**TASK STATEMENT:**
Copy the data exactly; pictures stay out of the copy.

**INPUT RECORDS:**
'''

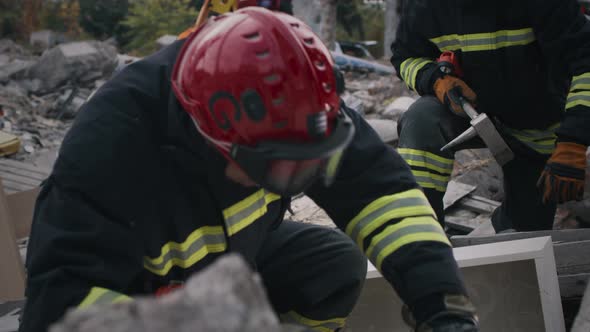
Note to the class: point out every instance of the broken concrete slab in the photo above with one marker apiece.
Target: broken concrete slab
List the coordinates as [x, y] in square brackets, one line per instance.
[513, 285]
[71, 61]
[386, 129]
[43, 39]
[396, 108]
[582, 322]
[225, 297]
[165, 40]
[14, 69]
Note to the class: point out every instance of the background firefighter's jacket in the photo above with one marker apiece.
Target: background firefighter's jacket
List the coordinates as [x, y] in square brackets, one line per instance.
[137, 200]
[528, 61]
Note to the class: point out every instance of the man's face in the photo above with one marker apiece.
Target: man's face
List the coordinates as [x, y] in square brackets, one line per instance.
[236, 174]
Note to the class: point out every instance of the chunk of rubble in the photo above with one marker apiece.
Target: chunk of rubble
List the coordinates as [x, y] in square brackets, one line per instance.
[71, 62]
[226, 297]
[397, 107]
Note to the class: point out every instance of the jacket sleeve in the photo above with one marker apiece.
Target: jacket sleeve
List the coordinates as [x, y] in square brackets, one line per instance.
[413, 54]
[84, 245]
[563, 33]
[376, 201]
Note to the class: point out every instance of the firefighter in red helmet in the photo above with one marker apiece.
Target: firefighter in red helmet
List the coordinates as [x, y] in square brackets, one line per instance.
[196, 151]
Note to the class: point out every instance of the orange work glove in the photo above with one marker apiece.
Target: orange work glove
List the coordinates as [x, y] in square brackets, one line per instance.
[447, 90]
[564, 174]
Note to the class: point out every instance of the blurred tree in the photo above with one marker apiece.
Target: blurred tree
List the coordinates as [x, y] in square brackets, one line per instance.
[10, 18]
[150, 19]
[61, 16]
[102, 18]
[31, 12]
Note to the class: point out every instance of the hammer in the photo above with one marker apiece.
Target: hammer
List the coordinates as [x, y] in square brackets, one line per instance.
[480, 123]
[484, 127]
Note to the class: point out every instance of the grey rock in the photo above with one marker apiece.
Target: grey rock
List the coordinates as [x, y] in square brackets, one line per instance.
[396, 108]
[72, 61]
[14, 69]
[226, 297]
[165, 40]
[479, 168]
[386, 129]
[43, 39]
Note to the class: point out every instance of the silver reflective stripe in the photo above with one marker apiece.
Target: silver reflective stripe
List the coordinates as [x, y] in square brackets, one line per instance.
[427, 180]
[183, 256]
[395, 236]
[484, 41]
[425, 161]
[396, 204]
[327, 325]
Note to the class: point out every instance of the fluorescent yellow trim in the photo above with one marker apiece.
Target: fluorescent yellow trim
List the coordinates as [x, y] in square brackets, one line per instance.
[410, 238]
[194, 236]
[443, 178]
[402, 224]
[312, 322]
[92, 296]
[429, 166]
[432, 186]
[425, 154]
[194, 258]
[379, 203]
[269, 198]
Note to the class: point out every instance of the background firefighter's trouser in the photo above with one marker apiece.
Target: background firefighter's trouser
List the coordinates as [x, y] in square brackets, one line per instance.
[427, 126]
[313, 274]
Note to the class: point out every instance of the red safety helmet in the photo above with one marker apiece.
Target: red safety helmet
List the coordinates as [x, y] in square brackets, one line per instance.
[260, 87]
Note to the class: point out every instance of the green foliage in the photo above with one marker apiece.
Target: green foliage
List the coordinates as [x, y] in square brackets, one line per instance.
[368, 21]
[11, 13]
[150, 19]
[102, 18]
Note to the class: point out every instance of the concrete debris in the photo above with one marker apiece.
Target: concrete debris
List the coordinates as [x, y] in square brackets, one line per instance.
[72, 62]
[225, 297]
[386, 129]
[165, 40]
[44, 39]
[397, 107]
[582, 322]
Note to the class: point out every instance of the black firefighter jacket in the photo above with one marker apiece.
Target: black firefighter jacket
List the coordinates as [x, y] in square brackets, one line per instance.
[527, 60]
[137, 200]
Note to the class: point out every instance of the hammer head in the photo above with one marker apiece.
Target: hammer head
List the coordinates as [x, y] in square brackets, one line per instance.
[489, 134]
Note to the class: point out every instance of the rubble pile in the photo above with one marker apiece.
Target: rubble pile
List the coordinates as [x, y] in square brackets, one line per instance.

'''

**RESPONSE FOR THIS EXERCISE:**
Note to the class: point out every instance of the broken concrete slab in the photo above with one marker apiece.
Target: broken concrete slab
List the coordinates as [x, y] in square brackets, one line per instance.
[513, 285]
[71, 61]
[386, 129]
[43, 39]
[396, 108]
[582, 322]
[225, 297]
[165, 40]
[14, 69]
Note to the class: point out every instance of the background firefighter's jacket in the photo above with one marker apiece.
Target: background firefighter's jacket
List the coordinates as [x, y] in square brackets, one line per instance.
[137, 200]
[528, 61]
Note to the class: point out every instance of the man's face in the photo above with one marker apiece.
Target: man's face
List the coordinates as [x, y] in square brackets, one line per instance.
[236, 174]
Note to the class: point out every instance of the chunk of rubble in the photo above with one marker apiece.
Target: chunk of rubble
List the coordinates as [x, y] in square brackets, one line per instance.
[71, 62]
[226, 297]
[397, 107]
Note to the class: point out every instance of the jacket sleeve in the photo above with one marker apiece.
Target: jacket sleeve
List the coordinates as [x, y] in square brackets, one line per instance.
[413, 54]
[84, 245]
[563, 33]
[376, 201]
Note to the class: point out every instance of the firefighter in red helmet in the photo above with one marker apiece.
Target: firefighter in red helmet
List the coordinates as [x, y] in square brackets, one line per instance.
[196, 151]
Note to the class: point out every instance of the orange work glove in the photo above with one marker apiece.
Target: orange work glove
List the coordinates as [x, y] in square brackets, one line per instance.
[447, 90]
[564, 174]
Note to the class: point out every instance of the blurred tree in the photo above with one marker apiece.
Target: blurred tree
List the coordinates as [x, y] in square brackets, one line per instance.
[10, 18]
[150, 19]
[61, 16]
[102, 18]
[31, 12]
Note to the class: point out every instance of the hammer in the photo above with one marker apiece.
Target: hammer
List the coordinates as [x, y] in square brackets, one line per instance.
[480, 123]
[484, 127]
Note to the class: point out every instance of the grey rock in the photo above with one marker apiece.
Target: grey rock
List the coordinates as [x, y] in square brackets, one line per instance.
[396, 108]
[72, 61]
[14, 69]
[226, 297]
[165, 40]
[479, 168]
[386, 129]
[43, 39]
Note to the class: point out every instance of the silver reflective stripe in the photo above with one marker apiece.
Target: silver reflective stripe
List the coordinates as [x, y] in square brackets, one line per instance.
[427, 180]
[183, 256]
[395, 236]
[484, 41]
[425, 161]
[396, 204]
[327, 325]
Note to the class: point out every instance of the fluorescent yellow trim in the photo above with one marker apiece.
Target: fluorescent yellow trim
List the coordinates as [x, y] in square brackets, one line per instance.
[410, 238]
[194, 236]
[443, 178]
[402, 224]
[312, 322]
[92, 296]
[429, 166]
[432, 186]
[425, 154]
[194, 258]
[379, 203]
[269, 198]
Note to the class: point out every instance of the background firefighter's trouser in the photo above with one marker apiece.
Target: background firefighter's trouser
List the coordinates as [x, y] in square brackets, one line per instance.
[427, 126]
[313, 274]
Note to the class: point out every instance of the red safety helmet in the photo above with one marker apiece.
Target: red safety helmet
List the coordinates as [x, y] in square brackets, one line per instance.
[260, 87]
Note to the class: point out every instance of the green foliage in the photo above with one marker apiece.
Target: green foliage
List the coordinates as [x, y] in square brackets, one line per instance.
[368, 21]
[11, 13]
[150, 19]
[102, 18]
Note to the class: point out every instance of the concrete debris in the photo above with one marker apiece.
Target: concrete debris
List the coordinates as [x, y] in square brackets, one line per instance.
[72, 62]
[225, 297]
[386, 129]
[165, 40]
[44, 39]
[397, 107]
[582, 322]
Note to the class: point out every instance of the black firefighter jacket in the photo above with one marker apiece.
Target: black firefighter jacket
List the coordinates as [x, y] in square brackets, one line per instance.
[527, 60]
[137, 200]
Note to the class: point out every instance of the hammer head in the photo above with one marker apiece.
Target: hammer head
List the coordinates as [x, y] in square brackets, one line per instance.
[489, 134]
Note to the class: point out every instance of the rubble pile in the photo above with one marker apiece.
Target: rubble pile
List the coordinates as [x, y] in square brackets, one line per instance.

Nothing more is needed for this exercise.